§ Zu bearbeiten:
• a. Nennen Sie alle Losungen, Parolen und Lebensmottos, die die Predigt ab dem Absatz „Ali Baba, der bekannte Held“ als Beispiele anführt.
• b. Geben Sie den Absatz der Predigt, der mit „Und es gibt auch ganz persönliche Losungen“ beginnt, in knapperer Form wieder.
• c. Welches Lied wird in der Predigt näher betrachtet?

Gnade sei mit Euch und Friede von dem, der da ist, der da war und der da kommt, Christus Jesus, unserem Herrn. Amen.

  1. Jesus soll die Losung sein,
    da ein neues Jahr erschienen,
    Jesu Name soll allein
    denen heut zum Zeichen dienen,
    die in seinem Bunde stehen
    und auf seinen Wegen gehen.

    2. Jesu Name, Jesu Wort
    soll bei uns in Zion schallen;
    und so oft wir an den Ort,
    der nach Ihm genannt ist, wallen,
    mache seines Namens Ruhm
    unser Herz zum Heiligtum.

 „Jesus soll die Losung sein“ – die ersten beiden Strophen des gleichnamigen Liedes haben wir gerade eben gesungen. Dieses Lied möchte ich heute Abend mit Ihnen in der Predigt näher betrachten.

Jesus soll die Losung sein.

Ich bleibe gleich beim Wort „Losung“ stehen: Was genau ist denn eine Losung, zu was braucht man sie?

Ali Baba, der bekannte Held aus 1001-Nacht, findet eine Losung heraus, mit der sich der Berg der Räuberbande auftut und mit er er die Geheimnisse der Höhle erkunden kann: „Sesam öffne dich“.

Und wie war das in jenem anderen Märchen mit dem Kind der Königin? Sie hat drei Tage Zeit, den Namen jenes kleinen Knoms rauszufinden. Ansonsten muss sie ihr Kind hergeben. Und der freut sich derweil und tanzt um sein Feuer und singt: „Ach wie gut, dass niemand weiß, dass ich Rumpelstilzchen heiß“. Rumpeltilzchen, dieser Name ist die richtige Parole, mit der das Kind schließlich gerettet wird.

Und es gibt auch ganz persönliche Losungen, Lebensmottos, wie das des Turnvaters Jahn: „frisch, fromm, fröhlich frei“. Ein Motto, dem jemand sein Leben unterordnet, und das ihm guttut. Ich habe im Internet eine ganze Seite gefunden, auf der man sich solche Lebensmottos für sich selbst aussuchen kann. Ein Beispiel: Du kannst den Wind nicht ändern, aber Du kannst die Segel anders setzen.

§ Bereitgestellte Auflistung:
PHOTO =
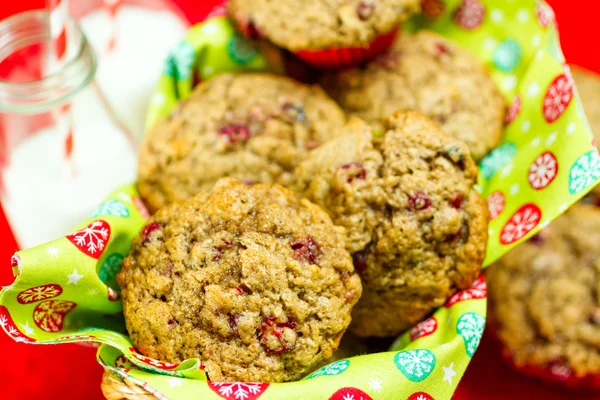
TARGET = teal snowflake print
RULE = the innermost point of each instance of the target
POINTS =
(507, 55)
(416, 365)
(112, 207)
(584, 172)
(180, 62)
(335, 368)
(470, 328)
(109, 269)
(498, 158)
(241, 50)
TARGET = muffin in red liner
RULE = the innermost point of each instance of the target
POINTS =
(323, 34)
(544, 301)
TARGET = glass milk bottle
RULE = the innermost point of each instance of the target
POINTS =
(61, 148)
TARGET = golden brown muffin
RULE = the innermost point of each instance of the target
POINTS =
(415, 227)
(251, 280)
(322, 24)
(427, 73)
(544, 298)
(252, 127)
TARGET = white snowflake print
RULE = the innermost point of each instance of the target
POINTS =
(375, 384)
(53, 251)
(238, 390)
(93, 237)
(470, 327)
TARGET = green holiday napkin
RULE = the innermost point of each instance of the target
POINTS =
(65, 290)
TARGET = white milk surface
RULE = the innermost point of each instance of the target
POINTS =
(43, 200)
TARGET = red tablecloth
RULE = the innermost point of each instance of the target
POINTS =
(24, 372)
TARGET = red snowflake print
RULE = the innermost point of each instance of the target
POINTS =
(350, 393)
(10, 327)
(420, 396)
(558, 97)
(478, 290)
(39, 293)
(49, 315)
(470, 14)
(238, 390)
(152, 361)
(496, 202)
(423, 329)
(92, 239)
(139, 204)
(543, 170)
(433, 9)
(521, 223)
(113, 295)
(15, 263)
(544, 14)
(513, 110)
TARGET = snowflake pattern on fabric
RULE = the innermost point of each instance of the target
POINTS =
(50, 315)
(584, 172)
(507, 55)
(470, 14)
(415, 365)
(180, 62)
(39, 293)
(557, 98)
(9, 326)
(543, 170)
(424, 328)
(92, 239)
(238, 390)
(112, 207)
(241, 50)
(335, 368)
(497, 159)
(470, 327)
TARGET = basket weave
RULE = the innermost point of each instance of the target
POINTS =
(114, 387)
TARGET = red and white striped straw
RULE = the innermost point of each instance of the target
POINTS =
(59, 12)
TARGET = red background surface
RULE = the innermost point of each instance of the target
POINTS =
(25, 371)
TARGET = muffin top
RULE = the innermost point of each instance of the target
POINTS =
(426, 73)
(251, 280)
(544, 296)
(321, 24)
(253, 127)
(413, 223)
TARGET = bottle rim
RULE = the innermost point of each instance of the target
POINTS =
(52, 89)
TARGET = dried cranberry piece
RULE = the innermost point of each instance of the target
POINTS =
(419, 201)
(307, 250)
(294, 112)
(365, 9)
(354, 171)
(235, 133)
(456, 201)
(148, 229)
(278, 337)
(360, 261)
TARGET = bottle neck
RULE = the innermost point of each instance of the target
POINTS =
(51, 89)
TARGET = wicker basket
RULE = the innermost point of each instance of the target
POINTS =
(114, 387)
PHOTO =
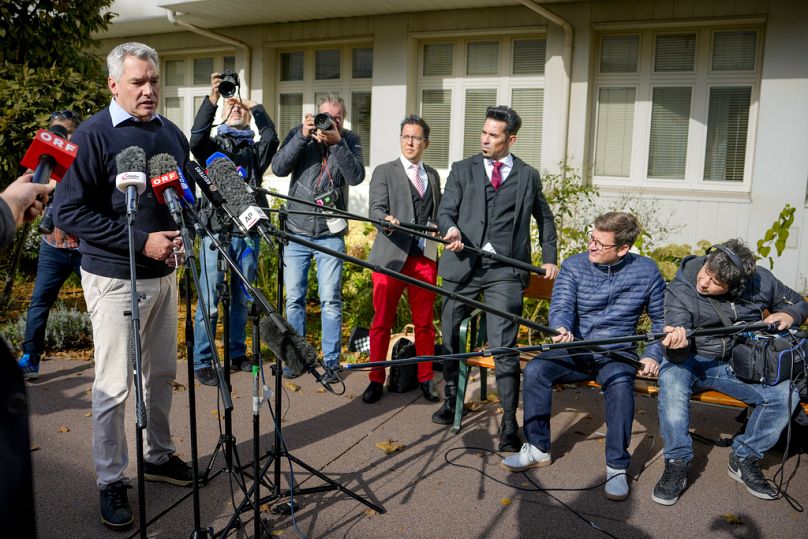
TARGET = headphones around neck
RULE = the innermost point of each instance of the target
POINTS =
(736, 261)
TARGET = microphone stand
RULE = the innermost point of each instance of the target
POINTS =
(140, 405)
(414, 229)
(279, 450)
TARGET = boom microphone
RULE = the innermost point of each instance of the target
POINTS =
(165, 181)
(50, 154)
(288, 345)
(131, 178)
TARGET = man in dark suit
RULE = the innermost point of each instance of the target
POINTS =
(487, 203)
(404, 190)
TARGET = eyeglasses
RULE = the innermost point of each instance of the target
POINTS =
(598, 245)
(65, 115)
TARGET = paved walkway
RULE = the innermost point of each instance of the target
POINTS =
(437, 486)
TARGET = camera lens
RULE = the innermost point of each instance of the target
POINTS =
(323, 121)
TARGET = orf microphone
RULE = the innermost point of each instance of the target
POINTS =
(165, 181)
(131, 178)
(288, 345)
(50, 154)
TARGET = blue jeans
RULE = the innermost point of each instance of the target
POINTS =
(296, 261)
(558, 366)
(247, 259)
(677, 381)
(53, 268)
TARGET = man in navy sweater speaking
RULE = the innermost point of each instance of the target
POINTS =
(90, 206)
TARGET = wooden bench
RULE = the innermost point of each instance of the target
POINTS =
(472, 336)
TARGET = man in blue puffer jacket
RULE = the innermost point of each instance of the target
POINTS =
(598, 294)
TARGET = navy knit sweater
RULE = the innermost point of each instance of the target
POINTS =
(91, 207)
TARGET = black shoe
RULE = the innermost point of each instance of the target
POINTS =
(509, 439)
(672, 483)
(331, 375)
(747, 471)
(241, 363)
(115, 511)
(173, 471)
(207, 376)
(373, 392)
(429, 392)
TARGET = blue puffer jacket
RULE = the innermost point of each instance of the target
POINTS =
(597, 301)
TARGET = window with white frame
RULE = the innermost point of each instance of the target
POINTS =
(306, 74)
(675, 108)
(459, 79)
(185, 82)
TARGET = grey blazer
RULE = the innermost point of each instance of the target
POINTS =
(463, 206)
(390, 195)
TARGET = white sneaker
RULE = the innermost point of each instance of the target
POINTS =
(616, 487)
(528, 457)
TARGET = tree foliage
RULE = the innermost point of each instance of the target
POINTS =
(46, 68)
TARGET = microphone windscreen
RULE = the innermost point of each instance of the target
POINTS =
(131, 159)
(162, 163)
(231, 186)
(288, 345)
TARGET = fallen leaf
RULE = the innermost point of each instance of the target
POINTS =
(390, 446)
(291, 386)
(731, 518)
(473, 406)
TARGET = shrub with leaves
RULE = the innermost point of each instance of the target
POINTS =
(67, 329)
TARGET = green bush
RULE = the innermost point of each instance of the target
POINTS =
(67, 329)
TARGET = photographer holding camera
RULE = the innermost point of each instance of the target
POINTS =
(323, 159)
(58, 257)
(236, 140)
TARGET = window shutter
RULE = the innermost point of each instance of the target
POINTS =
(290, 113)
(620, 54)
(362, 63)
(670, 117)
(734, 51)
(529, 56)
(438, 59)
(203, 67)
(675, 52)
(529, 103)
(727, 127)
(360, 121)
(327, 64)
(615, 129)
(436, 109)
(477, 101)
(483, 58)
(175, 73)
(172, 109)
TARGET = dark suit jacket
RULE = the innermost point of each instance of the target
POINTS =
(390, 195)
(463, 206)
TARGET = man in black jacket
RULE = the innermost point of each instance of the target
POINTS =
(487, 203)
(323, 162)
(236, 140)
(722, 288)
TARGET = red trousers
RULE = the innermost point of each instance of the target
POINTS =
(386, 293)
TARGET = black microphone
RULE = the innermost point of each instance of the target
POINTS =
(165, 182)
(210, 190)
(131, 179)
(292, 348)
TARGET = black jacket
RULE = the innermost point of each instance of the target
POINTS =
(685, 307)
(304, 158)
(255, 158)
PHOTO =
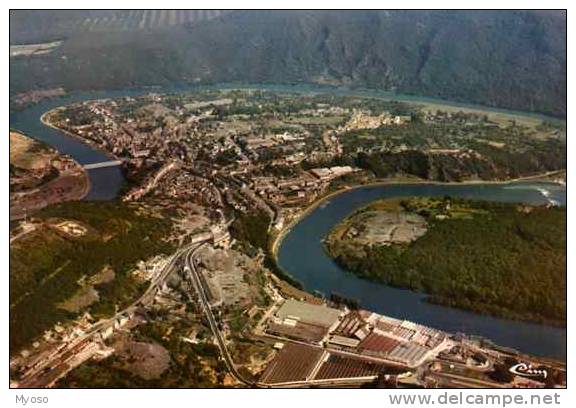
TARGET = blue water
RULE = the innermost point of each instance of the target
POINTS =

§ Antworten:
• a.
- „Sesam öffne dich“
- Rumpelstilzchen (der Name als richtige Parole)
- „frisch, fromm, fröhlich frei“
- „Du kannst den Wind nicht ändern, aber Du kannst die Segel anders setzen.“

• b. Persönliche Losungen sind Lebensmottos wie das des Turnvaters Jahn: „frisch, fromm, fröhlich frei“. Man ordnet ihnen sein Leben unter, und sie tun einem gut. Im Internet gibt es eine Seite zur Auswahl solcher Mottos. Ein Beispiel ist: „Du kannst den Wind nicht ändern, aber Du kannst die Segel anders setzen.“

• c. Das Lied „Jesus soll die Losung sein“.